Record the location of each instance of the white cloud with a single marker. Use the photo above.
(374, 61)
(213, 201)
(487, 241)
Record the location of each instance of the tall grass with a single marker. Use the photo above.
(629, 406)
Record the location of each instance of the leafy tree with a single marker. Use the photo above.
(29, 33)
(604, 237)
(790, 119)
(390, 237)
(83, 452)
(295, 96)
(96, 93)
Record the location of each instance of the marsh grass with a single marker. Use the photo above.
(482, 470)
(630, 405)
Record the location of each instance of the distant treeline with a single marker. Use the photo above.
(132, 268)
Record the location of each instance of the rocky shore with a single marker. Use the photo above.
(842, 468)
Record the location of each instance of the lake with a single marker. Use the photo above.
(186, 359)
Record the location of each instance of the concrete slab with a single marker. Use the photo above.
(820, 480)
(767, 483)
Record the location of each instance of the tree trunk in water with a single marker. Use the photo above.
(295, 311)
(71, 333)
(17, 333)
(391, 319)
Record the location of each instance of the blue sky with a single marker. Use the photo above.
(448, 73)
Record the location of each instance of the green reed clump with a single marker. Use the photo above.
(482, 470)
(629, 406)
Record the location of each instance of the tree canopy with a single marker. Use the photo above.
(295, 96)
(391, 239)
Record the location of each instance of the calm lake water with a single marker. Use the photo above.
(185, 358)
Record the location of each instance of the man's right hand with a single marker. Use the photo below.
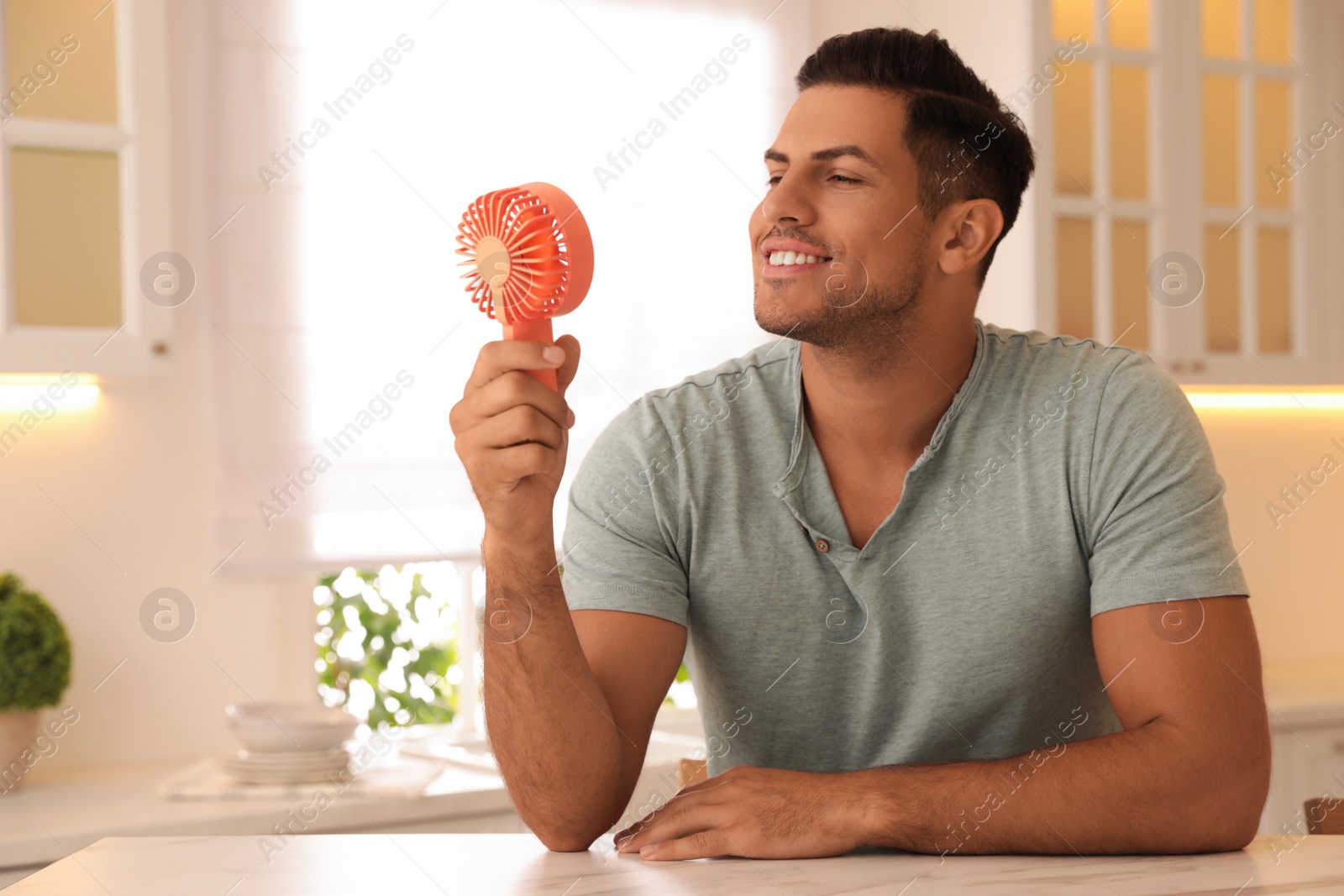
(512, 434)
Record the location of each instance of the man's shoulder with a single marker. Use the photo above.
(1030, 360)
(737, 380)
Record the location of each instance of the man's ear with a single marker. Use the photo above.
(967, 231)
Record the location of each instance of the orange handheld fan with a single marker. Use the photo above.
(530, 258)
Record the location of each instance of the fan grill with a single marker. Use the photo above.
(517, 253)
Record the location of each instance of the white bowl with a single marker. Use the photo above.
(289, 727)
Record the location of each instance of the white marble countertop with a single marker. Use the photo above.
(517, 864)
(45, 820)
(40, 822)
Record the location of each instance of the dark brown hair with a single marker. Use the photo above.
(967, 144)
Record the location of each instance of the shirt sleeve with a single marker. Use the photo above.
(1158, 523)
(620, 533)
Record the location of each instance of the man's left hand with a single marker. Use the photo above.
(757, 813)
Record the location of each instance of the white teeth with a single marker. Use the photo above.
(792, 258)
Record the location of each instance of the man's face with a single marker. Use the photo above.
(842, 190)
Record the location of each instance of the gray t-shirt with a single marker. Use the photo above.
(1066, 479)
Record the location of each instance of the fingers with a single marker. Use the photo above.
(507, 355)
(564, 375)
(510, 390)
(689, 833)
(702, 844)
(696, 797)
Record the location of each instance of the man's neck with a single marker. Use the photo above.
(878, 406)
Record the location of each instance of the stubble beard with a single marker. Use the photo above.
(870, 331)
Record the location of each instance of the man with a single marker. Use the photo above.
(949, 587)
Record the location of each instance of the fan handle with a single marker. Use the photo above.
(538, 329)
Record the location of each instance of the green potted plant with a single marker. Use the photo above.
(34, 669)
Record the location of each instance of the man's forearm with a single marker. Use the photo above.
(1135, 792)
(548, 716)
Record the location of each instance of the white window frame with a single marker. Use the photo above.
(1176, 211)
(140, 140)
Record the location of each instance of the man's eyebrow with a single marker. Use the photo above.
(827, 155)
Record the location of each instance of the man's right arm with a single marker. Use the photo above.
(570, 705)
(570, 699)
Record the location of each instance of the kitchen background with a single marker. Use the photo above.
(322, 275)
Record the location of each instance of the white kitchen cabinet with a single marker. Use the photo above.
(1189, 181)
(1307, 725)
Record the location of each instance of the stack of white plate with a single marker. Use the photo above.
(292, 768)
(286, 743)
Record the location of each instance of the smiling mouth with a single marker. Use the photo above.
(783, 264)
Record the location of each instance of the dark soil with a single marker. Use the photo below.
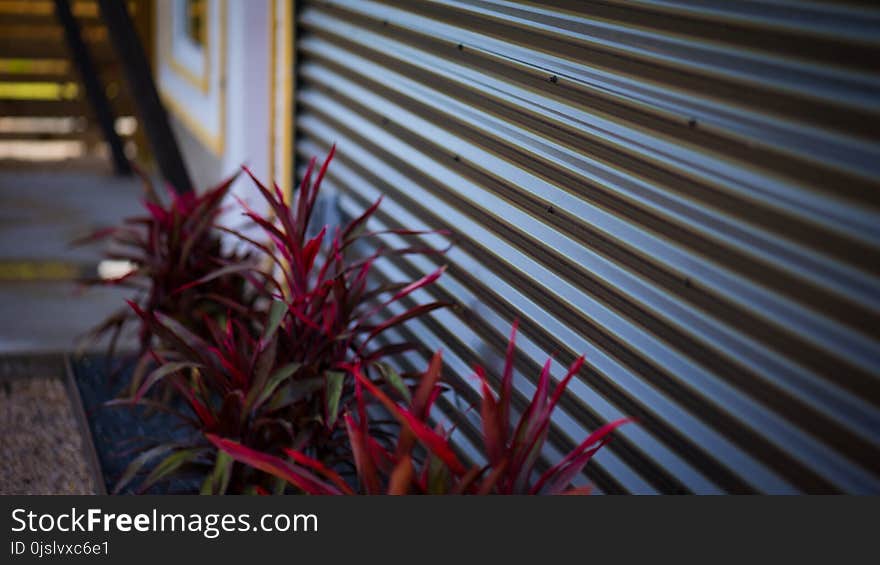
(120, 433)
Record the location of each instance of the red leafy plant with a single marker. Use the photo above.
(179, 267)
(273, 377)
(422, 460)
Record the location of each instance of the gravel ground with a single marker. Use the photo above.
(40, 446)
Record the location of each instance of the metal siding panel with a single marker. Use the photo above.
(686, 191)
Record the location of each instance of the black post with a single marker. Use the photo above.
(94, 91)
(140, 79)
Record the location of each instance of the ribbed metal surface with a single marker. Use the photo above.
(685, 191)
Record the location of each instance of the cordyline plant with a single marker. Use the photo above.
(511, 448)
(171, 249)
(273, 377)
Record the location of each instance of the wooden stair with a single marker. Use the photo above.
(45, 116)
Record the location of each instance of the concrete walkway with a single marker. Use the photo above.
(40, 213)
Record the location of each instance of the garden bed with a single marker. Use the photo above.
(120, 433)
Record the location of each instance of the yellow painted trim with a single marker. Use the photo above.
(202, 81)
(287, 179)
(28, 270)
(216, 143)
(273, 46)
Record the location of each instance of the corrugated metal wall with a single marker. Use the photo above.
(686, 191)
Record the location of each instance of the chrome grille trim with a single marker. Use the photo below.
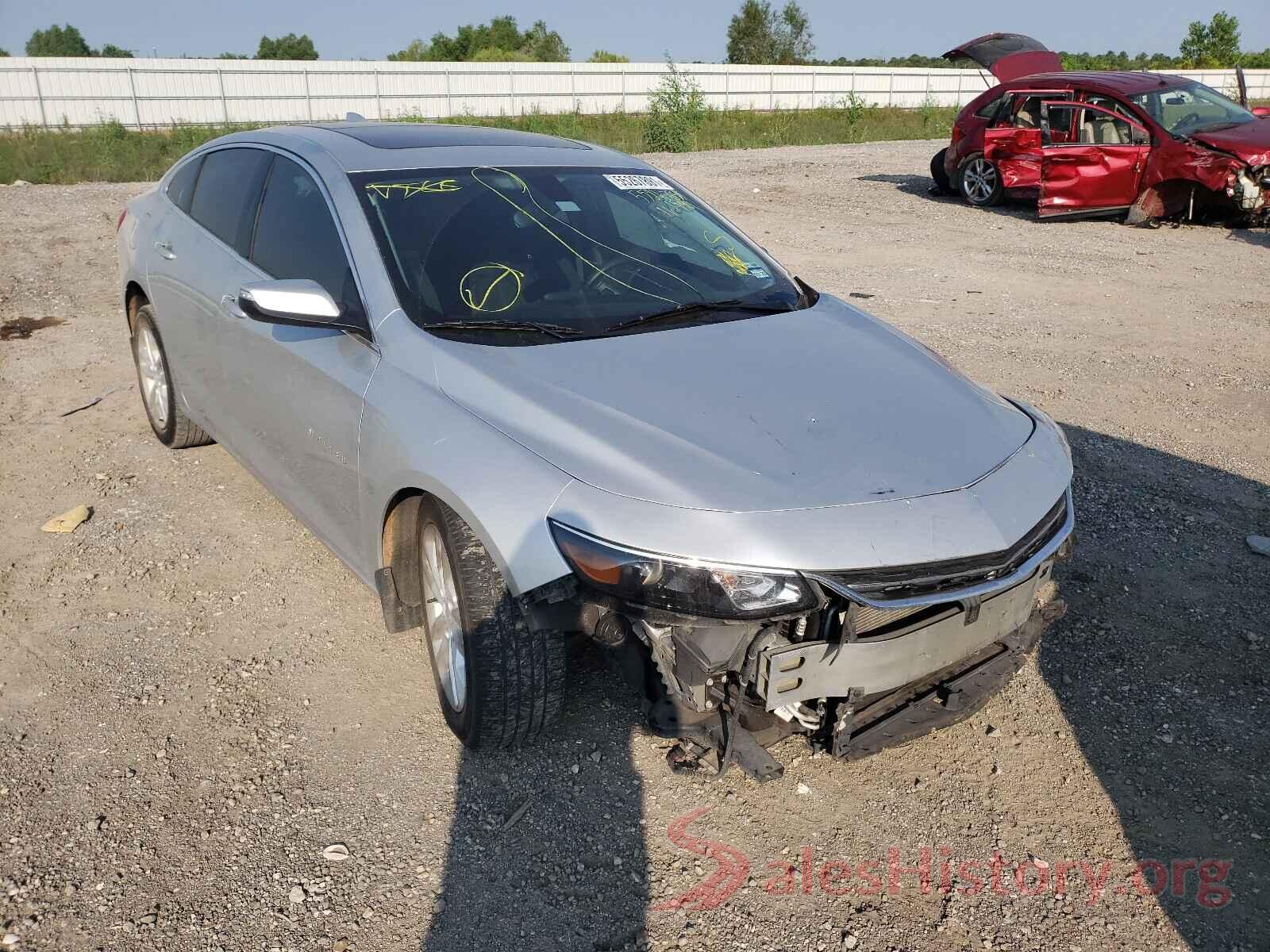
(988, 587)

| WHAT YOU ARE ASKED TO DO |
An exact copy is needed of the lines running from the one containing "Record the location of each instance of the concrete walkway" through the last line of the material, and of no others; pictures stay out.

| TASK RESULT |
Record the location of each instance of the concrete walkway with a single marker. Use the photo above.
(40, 213)
Record the location of each instance of the garden bed with a single marker. Use the photo above.
(120, 433)
Record the location of each instance of the yellow painted trim with a single marker. Use the photo above.
(202, 81)
(287, 179)
(28, 270)
(216, 143)
(273, 46)
Record the location of each instance of the corrugated metal wall with a single marker. Use the photo above.
(686, 191)
Record the location of each instance of the chrome grille trim with a single marker. Use the photo below.
(988, 587)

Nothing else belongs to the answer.